* start EXCERPTED RECORDS *
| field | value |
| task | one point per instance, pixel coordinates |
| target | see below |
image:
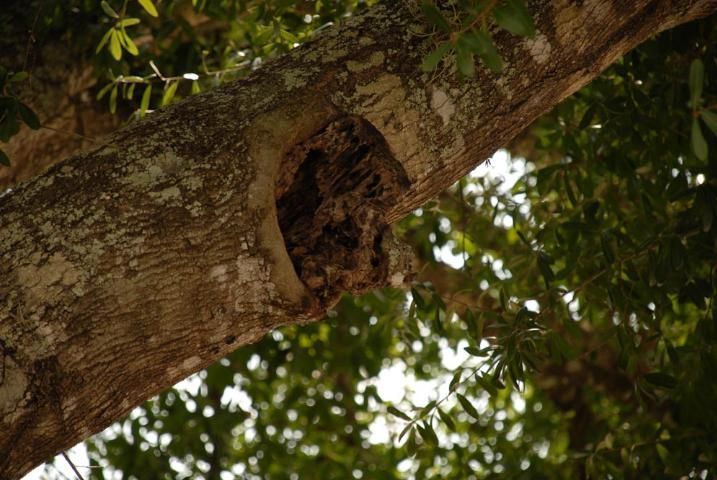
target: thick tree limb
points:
(134, 265)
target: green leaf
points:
(104, 90)
(455, 380)
(115, 46)
(398, 413)
(697, 76)
(699, 145)
(544, 262)
(418, 299)
(435, 16)
(18, 77)
(108, 10)
(128, 22)
(149, 7)
(28, 116)
(4, 160)
(468, 406)
(446, 418)
(487, 385)
(130, 91)
(169, 92)
(113, 99)
(105, 39)
(710, 119)
(431, 61)
(514, 17)
(481, 44)
(660, 379)
(144, 104)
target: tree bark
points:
(196, 231)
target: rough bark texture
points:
(127, 268)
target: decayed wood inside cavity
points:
(332, 195)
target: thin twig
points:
(72, 466)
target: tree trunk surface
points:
(196, 231)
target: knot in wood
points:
(332, 195)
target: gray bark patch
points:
(332, 194)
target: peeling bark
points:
(129, 267)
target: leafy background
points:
(564, 318)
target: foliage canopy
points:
(564, 320)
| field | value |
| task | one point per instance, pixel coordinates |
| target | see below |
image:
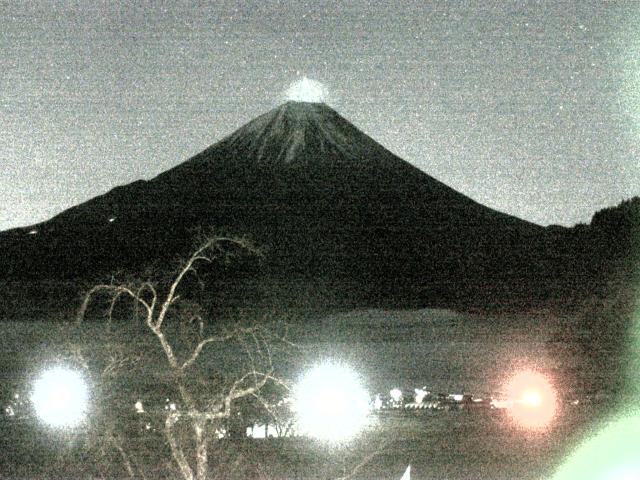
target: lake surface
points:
(441, 350)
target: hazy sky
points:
(532, 108)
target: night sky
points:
(532, 108)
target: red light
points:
(533, 400)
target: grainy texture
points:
(530, 108)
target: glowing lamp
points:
(60, 397)
(533, 400)
(330, 403)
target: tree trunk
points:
(176, 450)
(201, 449)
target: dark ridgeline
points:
(342, 221)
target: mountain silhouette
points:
(324, 201)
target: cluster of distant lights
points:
(332, 405)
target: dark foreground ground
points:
(442, 350)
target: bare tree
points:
(206, 404)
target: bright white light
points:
(306, 90)
(60, 397)
(330, 403)
(395, 394)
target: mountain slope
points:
(322, 198)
* end EXCERPTED RECORDS *
Please copy out every one of the records above word for word, leaving the pictures out of your answer.

| field | value |
| task | one point per instance, pixel coordinates |
| target | see below |
image:
target: thick tree limb
points:
(134, 265)
target: green leaf
points:
(104, 90)
(455, 380)
(115, 46)
(398, 413)
(697, 76)
(699, 145)
(544, 262)
(418, 299)
(435, 16)
(18, 77)
(108, 10)
(128, 22)
(149, 7)
(28, 116)
(4, 160)
(468, 406)
(446, 418)
(487, 385)
(130, 91)
(169, 92)
(113, 99)
(105, 39)
(710, 119)
(431, 61)
(514, 17)
(481, 44)
(660, 379)
(144, 104)
target: tree bark
points:
(196, 231)
target: rough bark texture
points:
(127, 268)
target: decayed wood inside cavity
points:
(332, 195)
target: thin twig
points:
(72, 466)
target: tree trunk surface
points:
(196, 231)
target: knot in wood
points:
(332, 195)
target: gray bark patch
points:
(332, 194)
target: peeling bark
points:
(129, 267)
target: leafy background
points:
(564, 318)
target: foliage canopy
points:
(564, 320)
| field | value |
| task | one point per instance, pixel coordinates |
| target | see below |
image:
target: lake surface
points:
(441, 350)
target: hazy sky
points:
(532, 108)
target: night sky
points:
(532, 108)
target: red light
points:
(533, 400)
target: grainy texture
points:
(530, 108)
target: glowing lamp
points:
(60, 397)
(533, 400)
(330, 403)
target: tree trunk
points:
(176, 450)
(201, 449)
target: dark ridgeline
points:
(342, 221)
target: mountain silhouette
points:
(324, 201)
target: cluster of distant lights
points:
(332, 405)
target: dark foreground ground
points:
(442, 350)
target: bare tree
points:
(206, 404)
target: bright white light
points:
(306, 90)
(60, 397)
(330, 403)
(395, 394)
target: mountain slope
points:
(322, 198)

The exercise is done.